- [WHAT TO DO]:
[1] Answer these questions about the message on Klipper's clipboard features, one line each:
(a) What name does Klipper give the 'implicit selection' feature?
(b) According to ICCCM as cited, how many selections are there in a session?
(c) Which keys are mentioned as often setting the selection even when something is already selected?
[2] Extend the message on Klipper's clipboard features, picking up after its last sentence.

- [PASSAGE TO READ]:
Come on... if something is buggy, you fix it, you don't run away from it.  
Hiding buggy things won't get them fixed.

> - completely nuking the 'implicit selection' feature, called 'When the
> clipboard is set, set the selection as well' in Klipper, as it simply
> doesn't make any sense to me
>
>  Really, I don't see the purpose of this. If I'm going to put some text
> in clipboard, I will usually have to select it first using the mouse,
> i.e. it goes in selection anyway, so why setting it explicitly? Unless
> somebody has a good explanation why this mode is useful, I'd really like
> to see it gone.

Well, that's nice that you don't see the point.  But is it hurting you any?

> - completely nuking the 'synchronizing' feature
>
>  (I'd really like to, really). I' afraid there would be enough people
> willing to have this, no matter how many things this would break, so I
> don't think you'd let me. Still, at least for the record, could somebody
> explain why this is actually useful, and why does it have to be two-way
> and not only selection->clipboard?
>
>
>  In fact we'd probably need some document explaining how the
> clipboard/selection are supposed to work. E.g. according to ICCCM[1]
> there's only THE selection, one and only - in other words, if you select
> something in one app, it should be the only selected thing in the whole
> session, the app with previously selected text should deselect. Yet this
> doesn't always happen, and also often selecting using shift+arrows does
> set the selection, even though there is something selected. This is
> inconsistent, and moreover it's pretty annoying (the deselecting, that
> is).

- [ROWS]:
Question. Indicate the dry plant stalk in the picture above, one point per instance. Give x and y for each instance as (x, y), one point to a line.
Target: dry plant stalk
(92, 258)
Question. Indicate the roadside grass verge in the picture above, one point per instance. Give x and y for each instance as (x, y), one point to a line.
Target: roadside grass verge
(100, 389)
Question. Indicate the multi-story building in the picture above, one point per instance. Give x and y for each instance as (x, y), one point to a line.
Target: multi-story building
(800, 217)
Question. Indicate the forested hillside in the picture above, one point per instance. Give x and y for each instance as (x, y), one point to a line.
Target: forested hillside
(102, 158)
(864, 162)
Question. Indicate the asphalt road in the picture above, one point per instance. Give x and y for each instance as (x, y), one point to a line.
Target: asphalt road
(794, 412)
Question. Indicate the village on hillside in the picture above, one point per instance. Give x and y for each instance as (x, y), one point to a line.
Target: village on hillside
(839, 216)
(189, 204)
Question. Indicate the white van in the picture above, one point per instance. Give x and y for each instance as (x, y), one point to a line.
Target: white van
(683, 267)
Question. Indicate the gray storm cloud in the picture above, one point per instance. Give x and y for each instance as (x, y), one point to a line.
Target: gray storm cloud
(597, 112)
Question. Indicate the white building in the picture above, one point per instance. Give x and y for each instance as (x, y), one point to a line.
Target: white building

* * *

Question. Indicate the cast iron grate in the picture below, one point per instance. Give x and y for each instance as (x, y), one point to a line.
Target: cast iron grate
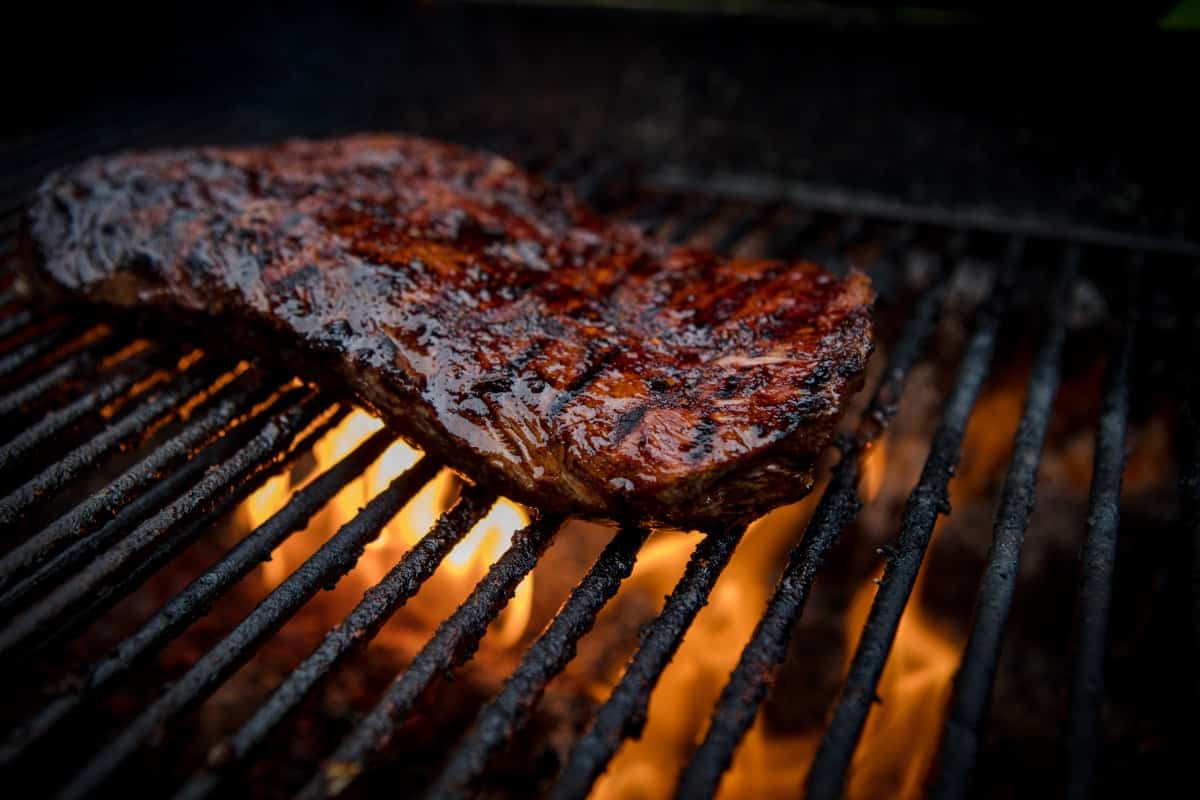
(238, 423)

* * *

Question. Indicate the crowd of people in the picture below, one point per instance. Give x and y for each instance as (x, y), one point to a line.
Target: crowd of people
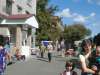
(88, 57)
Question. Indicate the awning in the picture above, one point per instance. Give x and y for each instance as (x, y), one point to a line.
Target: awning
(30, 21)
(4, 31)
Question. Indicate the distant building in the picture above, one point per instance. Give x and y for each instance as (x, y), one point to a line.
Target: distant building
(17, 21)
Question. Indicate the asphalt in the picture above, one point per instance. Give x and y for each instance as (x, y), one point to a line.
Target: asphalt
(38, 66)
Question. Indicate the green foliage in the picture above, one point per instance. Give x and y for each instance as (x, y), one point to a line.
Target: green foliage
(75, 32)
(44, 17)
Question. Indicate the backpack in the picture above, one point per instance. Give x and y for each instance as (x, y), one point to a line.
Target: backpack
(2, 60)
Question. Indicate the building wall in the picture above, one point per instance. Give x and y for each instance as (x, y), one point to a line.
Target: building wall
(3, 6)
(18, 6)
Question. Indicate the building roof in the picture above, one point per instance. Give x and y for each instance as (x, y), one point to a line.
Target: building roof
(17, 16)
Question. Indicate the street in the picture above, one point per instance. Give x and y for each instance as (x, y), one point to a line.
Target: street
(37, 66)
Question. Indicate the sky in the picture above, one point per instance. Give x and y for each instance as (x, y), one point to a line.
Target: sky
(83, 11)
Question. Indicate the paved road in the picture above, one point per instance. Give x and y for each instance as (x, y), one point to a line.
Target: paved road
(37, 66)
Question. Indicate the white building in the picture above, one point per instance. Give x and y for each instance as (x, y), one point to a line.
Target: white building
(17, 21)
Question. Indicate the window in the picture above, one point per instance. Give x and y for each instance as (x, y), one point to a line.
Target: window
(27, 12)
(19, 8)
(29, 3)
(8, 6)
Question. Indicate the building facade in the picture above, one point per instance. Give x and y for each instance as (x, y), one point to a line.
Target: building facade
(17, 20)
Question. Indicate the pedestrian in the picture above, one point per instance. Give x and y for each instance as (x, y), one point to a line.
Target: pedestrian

- [ANSWER SET]:
[1]
(a) 'When the clipboard is set, set the selection as well'
(b) Only one: THE selection, one and only.
(c) Shift+arrows

[2]
>
>  It'd be probably good also to agree on some interpretation with other
> (Gtk+ etc.) people and update the description text at [2]. Having more
> apps supporting some reasonable behaviour could also help with some
> Klipper related problems (like when working with Emacs and having large
> selected text).
>
>  Feel free to comment. But before you do, I ask you to read at least
> [2]. There are simply some things that can't be done with X, and there's
> no point in discussing what-if scenarios. I'd also like to explicitly
> point out that selection and clipboard are usually considered to be
> orthogonal (well, besides those people who got too much used to the
> broken Qt2 behaviour). I'd also appreciate if you answered my questions
> before you start to argue.

And now we have your true motivation.  You're just trying to remove feature 
to attempt to bully all KDE users into using the clipboard the way *you* 
want them to, despite the fact that countless KDE users might be perfectly 
happy with the KDE 2 clipboard behavior.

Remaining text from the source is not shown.